START The input

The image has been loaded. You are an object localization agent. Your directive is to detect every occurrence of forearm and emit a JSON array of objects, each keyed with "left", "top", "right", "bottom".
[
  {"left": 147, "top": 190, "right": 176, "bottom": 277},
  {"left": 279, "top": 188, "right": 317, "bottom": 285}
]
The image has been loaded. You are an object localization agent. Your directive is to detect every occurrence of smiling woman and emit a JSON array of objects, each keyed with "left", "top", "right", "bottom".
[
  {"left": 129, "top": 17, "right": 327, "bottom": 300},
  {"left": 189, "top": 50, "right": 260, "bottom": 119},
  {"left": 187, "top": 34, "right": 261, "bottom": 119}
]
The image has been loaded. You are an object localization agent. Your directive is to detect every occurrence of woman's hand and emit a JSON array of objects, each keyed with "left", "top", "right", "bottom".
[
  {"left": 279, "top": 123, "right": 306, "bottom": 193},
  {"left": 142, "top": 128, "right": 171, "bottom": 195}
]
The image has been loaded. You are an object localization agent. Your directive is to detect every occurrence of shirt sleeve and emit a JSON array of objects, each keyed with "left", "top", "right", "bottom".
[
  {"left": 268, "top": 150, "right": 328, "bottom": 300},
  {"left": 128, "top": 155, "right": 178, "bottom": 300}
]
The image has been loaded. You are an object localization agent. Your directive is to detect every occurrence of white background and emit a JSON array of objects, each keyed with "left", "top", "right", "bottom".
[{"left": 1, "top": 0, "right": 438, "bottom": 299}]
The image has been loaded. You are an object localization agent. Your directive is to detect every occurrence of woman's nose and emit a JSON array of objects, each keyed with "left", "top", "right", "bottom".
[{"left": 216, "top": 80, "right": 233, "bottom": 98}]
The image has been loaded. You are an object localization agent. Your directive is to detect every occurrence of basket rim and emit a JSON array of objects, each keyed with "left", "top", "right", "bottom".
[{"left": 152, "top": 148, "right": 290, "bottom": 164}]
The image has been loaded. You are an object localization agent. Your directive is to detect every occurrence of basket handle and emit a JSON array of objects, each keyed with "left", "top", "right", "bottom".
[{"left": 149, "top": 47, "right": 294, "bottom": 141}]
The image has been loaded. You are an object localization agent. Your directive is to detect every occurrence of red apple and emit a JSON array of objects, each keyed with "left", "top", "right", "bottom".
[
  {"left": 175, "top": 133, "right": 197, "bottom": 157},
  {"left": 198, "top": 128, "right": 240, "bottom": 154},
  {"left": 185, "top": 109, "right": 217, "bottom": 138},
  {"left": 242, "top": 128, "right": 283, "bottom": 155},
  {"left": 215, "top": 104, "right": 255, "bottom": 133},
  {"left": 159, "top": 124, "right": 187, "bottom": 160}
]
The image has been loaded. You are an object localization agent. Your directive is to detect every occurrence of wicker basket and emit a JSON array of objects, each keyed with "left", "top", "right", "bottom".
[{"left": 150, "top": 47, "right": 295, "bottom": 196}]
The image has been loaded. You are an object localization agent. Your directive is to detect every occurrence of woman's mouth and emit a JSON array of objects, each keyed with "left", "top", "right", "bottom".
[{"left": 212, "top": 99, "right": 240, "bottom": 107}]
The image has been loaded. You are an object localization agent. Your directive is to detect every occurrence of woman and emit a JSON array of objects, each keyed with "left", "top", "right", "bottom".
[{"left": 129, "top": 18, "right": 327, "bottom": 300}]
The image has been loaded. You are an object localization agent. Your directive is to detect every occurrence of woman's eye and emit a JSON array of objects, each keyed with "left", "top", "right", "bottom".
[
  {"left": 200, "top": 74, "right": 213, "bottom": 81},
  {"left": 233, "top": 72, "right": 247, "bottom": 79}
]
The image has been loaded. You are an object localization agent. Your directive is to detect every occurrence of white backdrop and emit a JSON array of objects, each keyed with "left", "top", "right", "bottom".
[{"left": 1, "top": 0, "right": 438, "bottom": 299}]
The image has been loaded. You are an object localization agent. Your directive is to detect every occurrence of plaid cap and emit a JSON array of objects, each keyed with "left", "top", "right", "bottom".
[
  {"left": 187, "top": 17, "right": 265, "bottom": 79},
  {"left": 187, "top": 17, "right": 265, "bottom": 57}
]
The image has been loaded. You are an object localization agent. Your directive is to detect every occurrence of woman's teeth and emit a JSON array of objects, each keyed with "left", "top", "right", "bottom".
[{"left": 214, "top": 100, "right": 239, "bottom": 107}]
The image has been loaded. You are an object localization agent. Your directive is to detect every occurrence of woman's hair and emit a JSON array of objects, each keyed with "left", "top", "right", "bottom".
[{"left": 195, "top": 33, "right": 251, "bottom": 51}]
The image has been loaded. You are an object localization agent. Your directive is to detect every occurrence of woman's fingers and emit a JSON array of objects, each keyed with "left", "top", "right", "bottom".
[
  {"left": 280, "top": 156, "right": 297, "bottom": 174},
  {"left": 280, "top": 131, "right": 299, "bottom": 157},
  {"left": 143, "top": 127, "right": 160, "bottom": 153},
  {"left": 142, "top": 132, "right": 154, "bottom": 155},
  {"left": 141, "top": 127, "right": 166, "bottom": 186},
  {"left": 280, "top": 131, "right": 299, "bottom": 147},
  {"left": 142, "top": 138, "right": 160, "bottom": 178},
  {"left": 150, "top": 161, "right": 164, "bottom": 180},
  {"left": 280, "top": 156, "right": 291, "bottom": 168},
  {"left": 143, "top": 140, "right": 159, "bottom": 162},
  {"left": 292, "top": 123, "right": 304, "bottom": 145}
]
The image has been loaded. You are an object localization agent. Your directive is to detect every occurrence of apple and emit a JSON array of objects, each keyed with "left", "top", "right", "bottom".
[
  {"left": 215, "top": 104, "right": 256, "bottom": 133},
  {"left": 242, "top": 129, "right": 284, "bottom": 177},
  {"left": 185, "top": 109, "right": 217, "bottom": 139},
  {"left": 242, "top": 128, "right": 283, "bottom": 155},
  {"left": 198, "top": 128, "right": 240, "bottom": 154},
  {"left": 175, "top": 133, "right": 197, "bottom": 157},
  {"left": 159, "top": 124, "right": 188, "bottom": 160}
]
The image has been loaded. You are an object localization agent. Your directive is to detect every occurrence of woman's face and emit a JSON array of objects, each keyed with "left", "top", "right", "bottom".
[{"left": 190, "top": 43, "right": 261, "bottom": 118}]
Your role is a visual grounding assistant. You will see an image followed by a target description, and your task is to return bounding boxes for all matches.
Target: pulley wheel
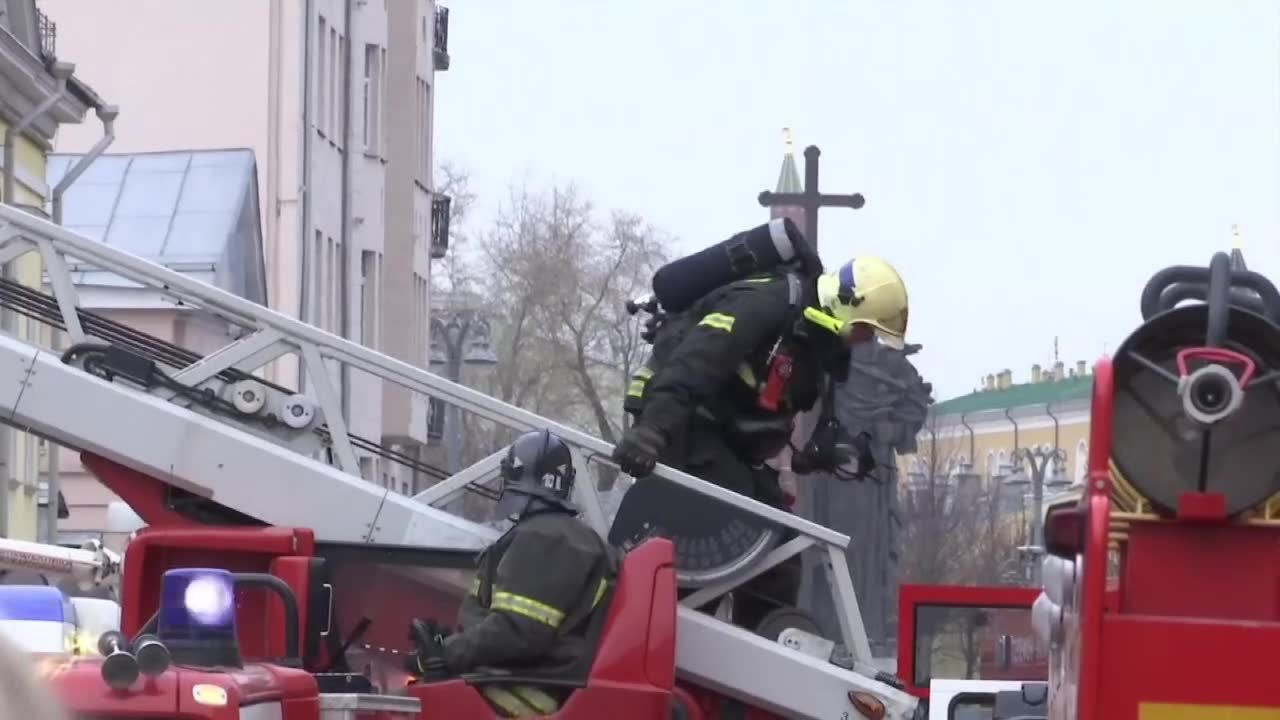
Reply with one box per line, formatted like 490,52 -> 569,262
753,606 -> 823,643
610,475 -> 779,589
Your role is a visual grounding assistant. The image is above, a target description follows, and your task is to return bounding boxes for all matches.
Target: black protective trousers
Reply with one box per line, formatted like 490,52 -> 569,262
664,419 -> 803,632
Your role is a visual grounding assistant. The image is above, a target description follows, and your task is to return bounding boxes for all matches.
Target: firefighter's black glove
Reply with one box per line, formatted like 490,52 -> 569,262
407,619 -> 449,681
612,424 -> 667,478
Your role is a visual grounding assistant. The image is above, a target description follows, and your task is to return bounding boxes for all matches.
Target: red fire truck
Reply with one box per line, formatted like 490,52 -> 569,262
895,252 -> 1280,719
0,203 -> 918,719
7,202 -> 1280,719
1029,252 -> 1280,719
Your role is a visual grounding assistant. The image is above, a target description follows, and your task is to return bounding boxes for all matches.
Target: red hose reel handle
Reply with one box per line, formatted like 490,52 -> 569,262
1175,347 -> 1256,387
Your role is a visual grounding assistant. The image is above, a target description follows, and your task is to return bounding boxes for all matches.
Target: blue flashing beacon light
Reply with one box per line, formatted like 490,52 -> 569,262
158,569 -> 236,642
0,585 -> 68,622
0,586 -> 75,655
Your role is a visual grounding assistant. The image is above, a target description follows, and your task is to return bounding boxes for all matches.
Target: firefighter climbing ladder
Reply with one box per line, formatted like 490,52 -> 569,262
0,204 -> 918,720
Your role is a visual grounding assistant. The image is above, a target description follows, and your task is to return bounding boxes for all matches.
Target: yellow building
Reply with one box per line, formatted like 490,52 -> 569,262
896,360 -> 1094,583
1,1 -> 108,539
900,360 -> 1094,495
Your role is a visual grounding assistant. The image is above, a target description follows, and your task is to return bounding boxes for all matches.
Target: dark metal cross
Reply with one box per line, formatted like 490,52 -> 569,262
757,144 -> 865,251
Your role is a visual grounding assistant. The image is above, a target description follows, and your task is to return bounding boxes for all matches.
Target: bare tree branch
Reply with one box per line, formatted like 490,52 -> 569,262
429,166 -> 673,485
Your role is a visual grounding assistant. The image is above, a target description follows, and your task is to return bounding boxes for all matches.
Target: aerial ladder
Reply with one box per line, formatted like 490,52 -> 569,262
0,536 -> 119,591
0,203 -> 919,719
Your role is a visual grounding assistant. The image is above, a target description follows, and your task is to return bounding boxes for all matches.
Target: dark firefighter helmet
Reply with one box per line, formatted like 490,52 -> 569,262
496,429 -> 577,517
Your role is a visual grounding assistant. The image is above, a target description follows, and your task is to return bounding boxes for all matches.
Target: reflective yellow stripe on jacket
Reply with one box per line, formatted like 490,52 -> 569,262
697,312 -> 735,332
491,590 -> 566,628
591,578 -> 608,608
471,577 -> 610,625
627,367 -> 653,398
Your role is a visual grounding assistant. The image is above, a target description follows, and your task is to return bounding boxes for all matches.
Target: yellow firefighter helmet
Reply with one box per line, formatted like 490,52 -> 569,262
815,256 -> 909,349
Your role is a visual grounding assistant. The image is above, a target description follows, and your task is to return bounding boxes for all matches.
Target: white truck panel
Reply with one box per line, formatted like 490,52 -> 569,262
677,609 -> 919,720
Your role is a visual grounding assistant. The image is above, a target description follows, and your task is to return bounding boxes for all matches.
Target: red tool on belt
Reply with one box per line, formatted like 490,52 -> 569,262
758,338 -> 792,411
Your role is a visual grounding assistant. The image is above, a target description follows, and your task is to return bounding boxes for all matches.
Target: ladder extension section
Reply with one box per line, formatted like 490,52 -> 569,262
0,537 -> 117,585
0,205 -> 916,720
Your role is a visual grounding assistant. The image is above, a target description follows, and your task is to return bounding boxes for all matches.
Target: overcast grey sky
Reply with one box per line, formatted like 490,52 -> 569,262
434,0 -> 1280,400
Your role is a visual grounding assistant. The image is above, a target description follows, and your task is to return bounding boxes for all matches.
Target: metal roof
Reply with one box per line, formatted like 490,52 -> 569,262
932,374 -> 1093,416
45,149 -> 267,305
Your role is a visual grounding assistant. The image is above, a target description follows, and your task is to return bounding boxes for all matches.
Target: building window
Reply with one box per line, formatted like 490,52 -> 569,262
317,16 -> 328,137
427,397 -> 445,441
420,276 -> 429,365
330,238 -> 342,333
414,274 -> 430,366
363,44 -> 382,153
414,79 -> 422,182
332,28 -> 343,142
423,77 -> 432,184
380,47 -> 388,155
411,275 -> 421,365
325,236 -> 336,331
334,31 -> 346,147
360,251 -> 381,348
311,230 -> 324,326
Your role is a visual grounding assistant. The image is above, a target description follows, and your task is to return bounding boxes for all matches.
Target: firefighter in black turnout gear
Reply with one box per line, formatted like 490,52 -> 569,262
611,217 -> 910,631
408,430 -> 619,715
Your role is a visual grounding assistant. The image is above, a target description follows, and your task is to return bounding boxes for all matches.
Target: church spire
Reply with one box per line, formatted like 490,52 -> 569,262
775,128 -> 802,194
770,128 -> 805,226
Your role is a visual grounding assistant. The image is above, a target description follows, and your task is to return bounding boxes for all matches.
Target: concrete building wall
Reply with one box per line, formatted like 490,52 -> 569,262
0,0 -> 100,539
383,0 -> 438,464
40,0 -> 310,389
0,126 -> 47,540
37,0 -> 448,534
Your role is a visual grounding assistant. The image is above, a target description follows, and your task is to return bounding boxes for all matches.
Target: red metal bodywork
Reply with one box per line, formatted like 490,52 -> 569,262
897,584 -> 1044,700
49,660 -> 321,720
1049,357 -> 1280,719
120,525 -> 317,662
61,453 -> 682,719
408,538 -> 678,719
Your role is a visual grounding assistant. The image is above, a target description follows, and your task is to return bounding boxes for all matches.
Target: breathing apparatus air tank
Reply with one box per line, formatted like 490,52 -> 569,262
651,217 -> 820,313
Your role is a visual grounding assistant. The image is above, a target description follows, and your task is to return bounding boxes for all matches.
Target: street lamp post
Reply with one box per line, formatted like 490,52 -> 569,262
429,309 -> 498,473
1005,445 -> 1070,582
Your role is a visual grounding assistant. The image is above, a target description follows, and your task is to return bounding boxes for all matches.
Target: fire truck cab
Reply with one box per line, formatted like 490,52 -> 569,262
47,523 -> 678,720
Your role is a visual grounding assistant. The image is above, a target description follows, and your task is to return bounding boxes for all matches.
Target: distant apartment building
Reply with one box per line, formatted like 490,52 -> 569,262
0,0 -> 108,540
37,0 -> 453,539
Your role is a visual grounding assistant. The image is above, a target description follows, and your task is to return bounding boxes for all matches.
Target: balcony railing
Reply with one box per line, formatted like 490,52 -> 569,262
37,9 -> 56,60
430,193 -> 451,259
433,6 -> 450,71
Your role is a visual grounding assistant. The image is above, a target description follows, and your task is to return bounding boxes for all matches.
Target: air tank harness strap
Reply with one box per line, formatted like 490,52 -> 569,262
470,526 -> 519,607
725,235 -> 757,275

END The input

Assignment: Check each line of the records for "helmet" and copy the ones that contain it.

Result of the task:
Target: dark firefighter helmet
Target: yellow firefighter helmet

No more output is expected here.